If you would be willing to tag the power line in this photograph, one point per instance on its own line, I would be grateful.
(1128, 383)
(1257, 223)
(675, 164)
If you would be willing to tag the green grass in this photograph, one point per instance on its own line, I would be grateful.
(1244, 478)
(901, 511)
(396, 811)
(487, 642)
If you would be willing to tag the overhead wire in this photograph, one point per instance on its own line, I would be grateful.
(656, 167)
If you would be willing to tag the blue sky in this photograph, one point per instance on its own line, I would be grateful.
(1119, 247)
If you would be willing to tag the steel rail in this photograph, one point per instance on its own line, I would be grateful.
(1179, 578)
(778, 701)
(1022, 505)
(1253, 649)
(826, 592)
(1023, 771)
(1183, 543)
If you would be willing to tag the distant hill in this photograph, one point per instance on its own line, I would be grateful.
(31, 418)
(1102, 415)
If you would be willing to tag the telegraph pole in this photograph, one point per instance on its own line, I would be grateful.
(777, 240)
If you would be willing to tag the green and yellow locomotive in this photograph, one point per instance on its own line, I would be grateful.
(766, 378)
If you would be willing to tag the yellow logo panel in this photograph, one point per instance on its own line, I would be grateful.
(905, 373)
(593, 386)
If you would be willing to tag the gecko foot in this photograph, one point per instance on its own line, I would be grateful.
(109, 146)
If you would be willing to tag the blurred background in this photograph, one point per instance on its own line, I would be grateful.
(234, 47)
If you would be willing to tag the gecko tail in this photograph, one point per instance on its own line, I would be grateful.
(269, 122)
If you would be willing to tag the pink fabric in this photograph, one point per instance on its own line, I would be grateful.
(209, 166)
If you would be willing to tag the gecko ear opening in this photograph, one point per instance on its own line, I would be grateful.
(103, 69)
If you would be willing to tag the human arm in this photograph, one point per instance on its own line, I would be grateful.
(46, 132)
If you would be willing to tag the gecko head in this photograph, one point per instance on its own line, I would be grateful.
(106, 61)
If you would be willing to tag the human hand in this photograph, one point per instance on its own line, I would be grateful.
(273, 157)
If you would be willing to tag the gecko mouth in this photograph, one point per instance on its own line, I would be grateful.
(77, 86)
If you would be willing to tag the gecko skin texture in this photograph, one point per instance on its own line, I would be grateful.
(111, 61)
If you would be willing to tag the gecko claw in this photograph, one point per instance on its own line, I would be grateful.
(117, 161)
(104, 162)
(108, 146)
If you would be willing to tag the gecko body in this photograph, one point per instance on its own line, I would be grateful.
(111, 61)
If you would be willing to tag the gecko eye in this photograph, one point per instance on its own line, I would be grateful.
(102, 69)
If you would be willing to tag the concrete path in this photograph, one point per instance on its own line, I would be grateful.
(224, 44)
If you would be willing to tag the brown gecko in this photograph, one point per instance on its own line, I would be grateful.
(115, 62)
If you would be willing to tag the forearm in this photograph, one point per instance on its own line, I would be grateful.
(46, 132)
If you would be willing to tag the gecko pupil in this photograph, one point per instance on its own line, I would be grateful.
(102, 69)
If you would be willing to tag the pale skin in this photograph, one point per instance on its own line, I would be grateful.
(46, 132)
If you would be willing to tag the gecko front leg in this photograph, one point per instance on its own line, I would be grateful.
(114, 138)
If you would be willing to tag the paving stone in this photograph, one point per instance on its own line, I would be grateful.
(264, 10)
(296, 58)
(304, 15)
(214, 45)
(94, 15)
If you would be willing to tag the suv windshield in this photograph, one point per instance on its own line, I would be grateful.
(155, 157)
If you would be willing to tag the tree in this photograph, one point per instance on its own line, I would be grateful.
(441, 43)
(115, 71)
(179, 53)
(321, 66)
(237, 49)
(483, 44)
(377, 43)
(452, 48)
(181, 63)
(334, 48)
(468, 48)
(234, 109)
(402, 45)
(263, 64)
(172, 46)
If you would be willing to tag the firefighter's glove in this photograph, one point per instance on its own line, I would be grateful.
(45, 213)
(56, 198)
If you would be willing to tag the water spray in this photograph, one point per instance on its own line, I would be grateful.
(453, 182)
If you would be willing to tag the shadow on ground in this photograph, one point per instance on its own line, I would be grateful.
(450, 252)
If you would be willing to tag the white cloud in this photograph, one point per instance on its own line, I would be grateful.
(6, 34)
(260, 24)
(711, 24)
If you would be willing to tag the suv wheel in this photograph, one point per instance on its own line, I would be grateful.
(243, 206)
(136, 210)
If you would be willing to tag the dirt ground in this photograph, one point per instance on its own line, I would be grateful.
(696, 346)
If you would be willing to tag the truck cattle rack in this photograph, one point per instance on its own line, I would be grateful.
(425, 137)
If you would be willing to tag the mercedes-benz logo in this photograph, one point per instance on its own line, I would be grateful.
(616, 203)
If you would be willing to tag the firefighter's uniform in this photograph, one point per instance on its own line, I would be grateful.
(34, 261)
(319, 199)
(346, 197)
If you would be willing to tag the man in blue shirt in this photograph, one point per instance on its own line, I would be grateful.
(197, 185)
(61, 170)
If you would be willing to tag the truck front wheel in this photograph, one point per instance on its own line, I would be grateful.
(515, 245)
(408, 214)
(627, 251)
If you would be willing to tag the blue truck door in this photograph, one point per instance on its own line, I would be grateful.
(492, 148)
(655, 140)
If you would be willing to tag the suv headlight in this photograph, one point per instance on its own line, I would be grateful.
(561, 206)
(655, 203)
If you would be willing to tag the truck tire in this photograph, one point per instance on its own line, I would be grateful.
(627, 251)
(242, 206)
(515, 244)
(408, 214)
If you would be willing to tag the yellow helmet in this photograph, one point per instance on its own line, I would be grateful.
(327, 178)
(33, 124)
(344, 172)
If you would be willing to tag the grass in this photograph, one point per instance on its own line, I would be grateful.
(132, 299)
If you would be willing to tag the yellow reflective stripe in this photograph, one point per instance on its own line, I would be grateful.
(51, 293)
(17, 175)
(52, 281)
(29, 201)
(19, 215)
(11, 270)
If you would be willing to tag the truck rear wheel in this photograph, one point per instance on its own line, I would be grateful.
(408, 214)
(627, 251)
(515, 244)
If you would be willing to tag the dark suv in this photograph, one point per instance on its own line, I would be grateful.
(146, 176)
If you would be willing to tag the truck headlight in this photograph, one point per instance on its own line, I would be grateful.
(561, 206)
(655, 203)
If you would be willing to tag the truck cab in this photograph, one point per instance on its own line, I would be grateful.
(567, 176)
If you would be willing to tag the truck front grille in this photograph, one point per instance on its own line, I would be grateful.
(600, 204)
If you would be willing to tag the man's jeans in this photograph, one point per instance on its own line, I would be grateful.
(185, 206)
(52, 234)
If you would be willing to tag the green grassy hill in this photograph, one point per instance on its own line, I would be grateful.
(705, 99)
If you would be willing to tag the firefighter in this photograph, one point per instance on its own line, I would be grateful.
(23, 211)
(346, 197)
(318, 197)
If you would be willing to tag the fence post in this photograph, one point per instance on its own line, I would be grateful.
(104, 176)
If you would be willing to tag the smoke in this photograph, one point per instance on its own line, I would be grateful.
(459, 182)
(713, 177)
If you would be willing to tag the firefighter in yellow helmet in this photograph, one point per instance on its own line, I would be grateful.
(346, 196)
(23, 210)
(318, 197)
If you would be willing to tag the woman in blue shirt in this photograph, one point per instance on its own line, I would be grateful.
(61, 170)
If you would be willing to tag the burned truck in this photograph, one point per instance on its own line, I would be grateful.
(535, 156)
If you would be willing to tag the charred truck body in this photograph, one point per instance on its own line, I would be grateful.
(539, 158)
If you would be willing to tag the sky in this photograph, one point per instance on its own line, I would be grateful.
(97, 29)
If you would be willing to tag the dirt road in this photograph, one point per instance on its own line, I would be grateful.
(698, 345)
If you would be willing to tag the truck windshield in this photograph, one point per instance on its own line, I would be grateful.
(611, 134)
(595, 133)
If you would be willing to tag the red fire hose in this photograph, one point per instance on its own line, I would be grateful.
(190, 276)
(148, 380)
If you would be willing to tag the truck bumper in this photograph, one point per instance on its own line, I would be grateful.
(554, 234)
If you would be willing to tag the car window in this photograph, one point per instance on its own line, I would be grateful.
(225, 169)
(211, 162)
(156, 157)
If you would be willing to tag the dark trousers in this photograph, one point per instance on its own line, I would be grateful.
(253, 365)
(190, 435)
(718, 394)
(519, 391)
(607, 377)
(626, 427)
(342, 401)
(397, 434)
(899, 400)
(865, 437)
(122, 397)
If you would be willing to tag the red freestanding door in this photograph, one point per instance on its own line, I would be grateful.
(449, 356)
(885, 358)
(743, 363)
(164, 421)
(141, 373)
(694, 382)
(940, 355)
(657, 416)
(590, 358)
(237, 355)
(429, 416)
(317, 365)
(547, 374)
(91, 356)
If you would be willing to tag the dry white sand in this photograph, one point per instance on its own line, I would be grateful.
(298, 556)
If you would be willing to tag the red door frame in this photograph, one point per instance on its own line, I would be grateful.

|---|

Turn the lines above into a numbered list, starting at the line that contains "If you would be willing to tag the car" and ending at the final line, and leave out any blank lines.

→ **TASK RESULT**:
1. If you would be willing to tag the car window in this photograph, one point per instance on its own line, I would be grateful.
2. (225, 169)
3. (211, 162)
4. (156, 157)
5. If you would be willing to tag the dark trousers in this photograph, one point per instance on its own line, I would be grateful.
6. (253, 365)
7. (190, 435)
8. (718, 394)
9. (519, 391)
10. (607, 377)
11. (626, 427)
12. (342, 401)
13. (397, 434)
14. (899, 400)
15. (865, 437)
16. (122, 397)
17. If you would be willing to tag the red freestanding door in this photograph, one point per instance on its own line, I would be grateful.
18. (449, 356)
19. (885, 358)
20. (743, 363)
21. (164, 421)
22. (141, 373)
23. (694, 382)
24. (940, 355)
25. (657, 416)
26. (590, 358)
27. (237, 355)
28. (429, 416)
29. (317, 365)
30. (547, 374)
31. (91, 356)
32. If you would be willing to tag the dry white sand in this photograph, one point per instance on its own line, I would be grateful.
33. (298, 556)
34. If you would be willing to tag the red door frame in this photograph, one point per instance on its own line, I would be grateful.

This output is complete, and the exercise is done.